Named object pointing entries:
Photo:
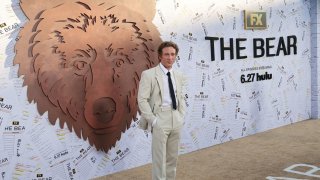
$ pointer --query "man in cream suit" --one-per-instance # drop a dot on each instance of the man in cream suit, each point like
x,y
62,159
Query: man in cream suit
x,y
162,106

Work required:
Rewrite the records with each "man in cream suit" changed to "person in cream suit" and everything else left as it stands. Leave the pictures out of your answer.

Output of the exercise:
Photo:
$ pointer --query "person in cream suit" --one-per-instance # drop a dot on each instance of the person in cream suit, each point like
x,y
62,159
Query: person in cream suit
x,y
162,106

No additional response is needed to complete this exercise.